### WHAT IS NEEDED
Update the stretch from the line containing "Q: For each instance of the purple" through the end of the lines by replacing "purple" with "violet", keeping everything else the same. Return only that stretch.

(Excerpts of pointing data)
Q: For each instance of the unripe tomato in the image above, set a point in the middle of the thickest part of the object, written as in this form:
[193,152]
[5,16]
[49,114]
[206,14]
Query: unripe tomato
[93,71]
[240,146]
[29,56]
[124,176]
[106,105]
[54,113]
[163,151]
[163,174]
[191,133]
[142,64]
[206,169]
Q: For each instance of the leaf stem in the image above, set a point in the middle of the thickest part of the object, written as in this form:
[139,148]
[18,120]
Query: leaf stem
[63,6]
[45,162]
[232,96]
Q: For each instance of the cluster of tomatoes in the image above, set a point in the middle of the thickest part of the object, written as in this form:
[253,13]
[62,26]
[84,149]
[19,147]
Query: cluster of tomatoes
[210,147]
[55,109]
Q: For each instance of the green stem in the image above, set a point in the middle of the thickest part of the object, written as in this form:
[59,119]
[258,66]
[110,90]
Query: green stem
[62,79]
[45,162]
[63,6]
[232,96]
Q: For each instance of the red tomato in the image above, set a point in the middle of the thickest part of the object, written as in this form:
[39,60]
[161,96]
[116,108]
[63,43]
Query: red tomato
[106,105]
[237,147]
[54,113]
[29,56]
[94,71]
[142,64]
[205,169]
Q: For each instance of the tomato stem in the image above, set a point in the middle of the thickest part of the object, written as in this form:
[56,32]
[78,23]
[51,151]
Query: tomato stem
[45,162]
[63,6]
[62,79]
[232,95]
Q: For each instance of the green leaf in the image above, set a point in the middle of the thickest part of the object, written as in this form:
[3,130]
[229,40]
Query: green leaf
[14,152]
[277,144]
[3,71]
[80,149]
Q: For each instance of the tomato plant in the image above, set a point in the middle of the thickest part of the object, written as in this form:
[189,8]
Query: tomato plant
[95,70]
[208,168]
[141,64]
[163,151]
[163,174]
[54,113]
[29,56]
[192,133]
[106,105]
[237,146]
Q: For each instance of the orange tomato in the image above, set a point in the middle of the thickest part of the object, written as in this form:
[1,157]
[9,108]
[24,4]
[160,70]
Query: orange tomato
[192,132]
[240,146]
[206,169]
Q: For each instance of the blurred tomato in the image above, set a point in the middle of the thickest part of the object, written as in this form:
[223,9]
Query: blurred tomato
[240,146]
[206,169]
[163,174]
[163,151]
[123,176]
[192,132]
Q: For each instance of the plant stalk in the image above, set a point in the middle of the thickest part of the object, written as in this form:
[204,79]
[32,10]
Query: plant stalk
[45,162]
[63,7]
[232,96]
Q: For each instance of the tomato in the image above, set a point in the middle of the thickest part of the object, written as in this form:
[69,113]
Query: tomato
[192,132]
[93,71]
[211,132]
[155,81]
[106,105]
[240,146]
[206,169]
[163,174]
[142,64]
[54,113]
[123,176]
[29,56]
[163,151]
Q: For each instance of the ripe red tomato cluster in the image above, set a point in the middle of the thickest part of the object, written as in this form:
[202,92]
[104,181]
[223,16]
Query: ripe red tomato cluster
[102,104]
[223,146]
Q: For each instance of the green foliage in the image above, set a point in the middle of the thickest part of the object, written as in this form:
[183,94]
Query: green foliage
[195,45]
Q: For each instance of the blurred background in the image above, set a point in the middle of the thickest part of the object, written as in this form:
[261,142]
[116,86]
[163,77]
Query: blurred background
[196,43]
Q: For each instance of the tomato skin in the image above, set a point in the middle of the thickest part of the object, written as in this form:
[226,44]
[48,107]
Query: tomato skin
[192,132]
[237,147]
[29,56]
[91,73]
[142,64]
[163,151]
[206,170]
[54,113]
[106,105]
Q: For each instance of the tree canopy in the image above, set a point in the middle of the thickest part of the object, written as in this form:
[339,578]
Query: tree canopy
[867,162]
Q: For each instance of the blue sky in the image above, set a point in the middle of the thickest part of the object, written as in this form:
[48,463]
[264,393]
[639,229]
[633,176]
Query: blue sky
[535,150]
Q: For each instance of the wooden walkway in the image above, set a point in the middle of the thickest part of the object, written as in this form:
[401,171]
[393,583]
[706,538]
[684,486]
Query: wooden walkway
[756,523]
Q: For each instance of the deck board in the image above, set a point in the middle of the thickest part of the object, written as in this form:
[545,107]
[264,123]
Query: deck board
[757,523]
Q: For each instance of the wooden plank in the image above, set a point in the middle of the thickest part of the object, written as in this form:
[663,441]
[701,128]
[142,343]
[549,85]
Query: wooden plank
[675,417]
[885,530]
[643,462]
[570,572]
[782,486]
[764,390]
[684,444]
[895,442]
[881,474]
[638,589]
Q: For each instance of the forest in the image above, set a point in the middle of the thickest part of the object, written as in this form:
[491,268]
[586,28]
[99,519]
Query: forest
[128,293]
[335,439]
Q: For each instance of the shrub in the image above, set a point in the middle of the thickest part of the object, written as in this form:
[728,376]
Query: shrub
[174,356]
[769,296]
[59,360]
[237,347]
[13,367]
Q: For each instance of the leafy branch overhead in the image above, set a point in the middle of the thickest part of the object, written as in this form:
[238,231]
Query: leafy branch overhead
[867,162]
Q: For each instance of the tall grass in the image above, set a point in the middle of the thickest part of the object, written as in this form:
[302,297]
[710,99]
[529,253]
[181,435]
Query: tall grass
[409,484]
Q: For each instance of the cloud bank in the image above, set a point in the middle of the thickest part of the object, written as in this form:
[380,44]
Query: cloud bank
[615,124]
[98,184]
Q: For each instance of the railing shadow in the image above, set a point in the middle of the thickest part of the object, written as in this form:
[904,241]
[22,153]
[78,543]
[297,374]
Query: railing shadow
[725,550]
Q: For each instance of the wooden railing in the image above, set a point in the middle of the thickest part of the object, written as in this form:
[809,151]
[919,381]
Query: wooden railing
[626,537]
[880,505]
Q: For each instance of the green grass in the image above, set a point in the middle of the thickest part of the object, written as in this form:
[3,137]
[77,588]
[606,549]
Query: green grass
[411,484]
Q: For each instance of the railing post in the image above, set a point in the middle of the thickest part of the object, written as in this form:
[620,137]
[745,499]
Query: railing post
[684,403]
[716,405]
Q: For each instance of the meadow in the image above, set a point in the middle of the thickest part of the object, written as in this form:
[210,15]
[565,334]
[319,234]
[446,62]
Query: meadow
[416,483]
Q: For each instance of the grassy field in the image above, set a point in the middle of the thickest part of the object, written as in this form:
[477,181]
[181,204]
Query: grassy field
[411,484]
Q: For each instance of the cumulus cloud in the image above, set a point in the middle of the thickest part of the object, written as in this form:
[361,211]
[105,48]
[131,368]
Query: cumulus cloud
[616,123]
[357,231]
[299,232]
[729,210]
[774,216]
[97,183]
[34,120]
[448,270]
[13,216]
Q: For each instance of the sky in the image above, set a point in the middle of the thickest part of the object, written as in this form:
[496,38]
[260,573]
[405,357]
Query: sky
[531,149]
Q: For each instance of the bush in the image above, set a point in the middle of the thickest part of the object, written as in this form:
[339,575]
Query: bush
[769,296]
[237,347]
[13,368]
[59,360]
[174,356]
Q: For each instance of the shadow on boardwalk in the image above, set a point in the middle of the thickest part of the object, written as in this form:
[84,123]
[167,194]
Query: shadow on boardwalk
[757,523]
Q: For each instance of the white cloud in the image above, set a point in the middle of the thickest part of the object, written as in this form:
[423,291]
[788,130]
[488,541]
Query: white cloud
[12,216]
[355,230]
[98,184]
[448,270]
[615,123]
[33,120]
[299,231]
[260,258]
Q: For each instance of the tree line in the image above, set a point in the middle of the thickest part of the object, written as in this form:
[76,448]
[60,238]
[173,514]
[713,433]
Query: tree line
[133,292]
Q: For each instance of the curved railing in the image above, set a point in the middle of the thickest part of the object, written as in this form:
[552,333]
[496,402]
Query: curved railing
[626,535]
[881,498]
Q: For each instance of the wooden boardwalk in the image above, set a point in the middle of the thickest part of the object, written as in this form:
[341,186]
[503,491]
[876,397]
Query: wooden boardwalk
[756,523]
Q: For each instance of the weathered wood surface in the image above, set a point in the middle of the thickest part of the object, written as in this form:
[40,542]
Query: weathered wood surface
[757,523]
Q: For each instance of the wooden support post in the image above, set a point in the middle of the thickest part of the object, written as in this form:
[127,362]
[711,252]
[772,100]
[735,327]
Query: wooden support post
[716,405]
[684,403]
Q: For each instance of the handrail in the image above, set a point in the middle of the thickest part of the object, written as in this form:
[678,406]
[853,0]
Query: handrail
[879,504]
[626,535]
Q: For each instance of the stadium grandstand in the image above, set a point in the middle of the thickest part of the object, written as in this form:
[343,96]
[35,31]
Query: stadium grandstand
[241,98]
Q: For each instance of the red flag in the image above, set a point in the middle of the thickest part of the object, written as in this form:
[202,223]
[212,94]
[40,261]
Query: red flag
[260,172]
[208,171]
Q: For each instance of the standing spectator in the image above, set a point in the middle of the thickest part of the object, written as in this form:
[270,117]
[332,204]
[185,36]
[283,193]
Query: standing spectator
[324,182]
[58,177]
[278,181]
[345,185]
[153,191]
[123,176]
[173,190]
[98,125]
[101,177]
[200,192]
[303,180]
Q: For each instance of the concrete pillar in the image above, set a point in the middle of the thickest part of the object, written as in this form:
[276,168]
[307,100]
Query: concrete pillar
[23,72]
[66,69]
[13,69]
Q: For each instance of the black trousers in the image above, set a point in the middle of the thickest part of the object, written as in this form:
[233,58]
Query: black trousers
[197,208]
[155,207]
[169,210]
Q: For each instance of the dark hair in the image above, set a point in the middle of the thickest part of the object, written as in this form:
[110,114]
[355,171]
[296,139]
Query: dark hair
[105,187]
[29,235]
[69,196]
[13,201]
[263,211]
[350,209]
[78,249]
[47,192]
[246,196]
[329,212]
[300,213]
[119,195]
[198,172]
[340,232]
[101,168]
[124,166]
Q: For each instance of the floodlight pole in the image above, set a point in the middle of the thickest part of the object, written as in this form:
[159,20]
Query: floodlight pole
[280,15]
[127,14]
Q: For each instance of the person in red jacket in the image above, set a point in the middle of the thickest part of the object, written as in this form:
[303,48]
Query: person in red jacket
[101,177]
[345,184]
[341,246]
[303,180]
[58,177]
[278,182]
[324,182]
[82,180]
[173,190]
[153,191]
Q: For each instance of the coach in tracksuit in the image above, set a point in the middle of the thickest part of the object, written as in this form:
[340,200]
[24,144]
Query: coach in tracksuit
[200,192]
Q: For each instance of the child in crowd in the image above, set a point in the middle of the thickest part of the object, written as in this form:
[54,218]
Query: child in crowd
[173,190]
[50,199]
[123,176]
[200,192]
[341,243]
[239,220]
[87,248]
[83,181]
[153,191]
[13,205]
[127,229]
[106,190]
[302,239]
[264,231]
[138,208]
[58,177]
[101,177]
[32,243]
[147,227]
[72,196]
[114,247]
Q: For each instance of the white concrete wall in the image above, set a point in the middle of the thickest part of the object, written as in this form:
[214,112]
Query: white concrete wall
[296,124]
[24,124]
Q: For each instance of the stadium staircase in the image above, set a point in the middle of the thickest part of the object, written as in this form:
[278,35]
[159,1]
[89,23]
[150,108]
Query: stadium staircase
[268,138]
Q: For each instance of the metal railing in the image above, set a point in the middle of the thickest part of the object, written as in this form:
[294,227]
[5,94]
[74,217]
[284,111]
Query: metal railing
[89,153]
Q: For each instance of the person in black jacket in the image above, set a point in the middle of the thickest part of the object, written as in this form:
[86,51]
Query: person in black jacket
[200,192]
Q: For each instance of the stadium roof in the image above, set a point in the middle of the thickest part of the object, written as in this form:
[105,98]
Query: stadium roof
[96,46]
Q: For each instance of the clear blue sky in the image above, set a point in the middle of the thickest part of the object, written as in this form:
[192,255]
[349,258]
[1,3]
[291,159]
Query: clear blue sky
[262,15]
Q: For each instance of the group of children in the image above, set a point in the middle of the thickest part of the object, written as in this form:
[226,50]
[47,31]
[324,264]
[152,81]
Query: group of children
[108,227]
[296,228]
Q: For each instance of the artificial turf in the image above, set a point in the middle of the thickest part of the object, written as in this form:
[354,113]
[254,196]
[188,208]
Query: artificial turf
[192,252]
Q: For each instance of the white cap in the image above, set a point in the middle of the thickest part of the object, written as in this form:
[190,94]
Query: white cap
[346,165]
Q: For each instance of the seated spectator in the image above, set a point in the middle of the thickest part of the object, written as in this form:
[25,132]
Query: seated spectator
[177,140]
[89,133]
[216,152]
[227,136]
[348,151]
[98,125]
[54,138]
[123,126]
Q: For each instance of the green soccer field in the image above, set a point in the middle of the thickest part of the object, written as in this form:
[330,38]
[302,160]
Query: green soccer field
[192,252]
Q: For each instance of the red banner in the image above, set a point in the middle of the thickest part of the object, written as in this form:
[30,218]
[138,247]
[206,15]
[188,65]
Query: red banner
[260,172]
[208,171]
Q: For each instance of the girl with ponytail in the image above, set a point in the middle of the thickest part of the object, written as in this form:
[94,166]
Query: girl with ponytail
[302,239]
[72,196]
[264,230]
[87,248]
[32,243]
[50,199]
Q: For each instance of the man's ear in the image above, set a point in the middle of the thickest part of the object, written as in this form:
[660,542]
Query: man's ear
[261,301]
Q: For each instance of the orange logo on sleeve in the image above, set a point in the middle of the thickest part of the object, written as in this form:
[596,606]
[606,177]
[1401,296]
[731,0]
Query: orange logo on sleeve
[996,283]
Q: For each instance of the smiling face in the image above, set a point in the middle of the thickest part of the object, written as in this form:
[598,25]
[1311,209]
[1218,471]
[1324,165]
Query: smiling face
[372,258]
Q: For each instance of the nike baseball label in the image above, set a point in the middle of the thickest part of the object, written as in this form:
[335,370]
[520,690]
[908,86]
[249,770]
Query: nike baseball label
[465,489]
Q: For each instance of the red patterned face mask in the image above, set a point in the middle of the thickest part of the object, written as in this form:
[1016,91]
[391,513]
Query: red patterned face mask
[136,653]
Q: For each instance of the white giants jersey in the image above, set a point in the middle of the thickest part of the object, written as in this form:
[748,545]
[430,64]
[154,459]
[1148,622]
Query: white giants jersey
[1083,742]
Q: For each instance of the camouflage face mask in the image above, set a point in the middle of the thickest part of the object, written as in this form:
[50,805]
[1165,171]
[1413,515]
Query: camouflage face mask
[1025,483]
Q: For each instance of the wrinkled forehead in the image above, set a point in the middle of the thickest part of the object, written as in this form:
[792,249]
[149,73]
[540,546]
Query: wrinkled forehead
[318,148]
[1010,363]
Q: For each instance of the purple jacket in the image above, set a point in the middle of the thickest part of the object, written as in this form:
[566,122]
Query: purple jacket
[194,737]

### RESULT OF THIS TASK
Q: For each instance of the violet jacket in the image above, set a point in the middle of the thickest part of the object, written as in this form:
[566,122]
Query: violet jacket
[194,737]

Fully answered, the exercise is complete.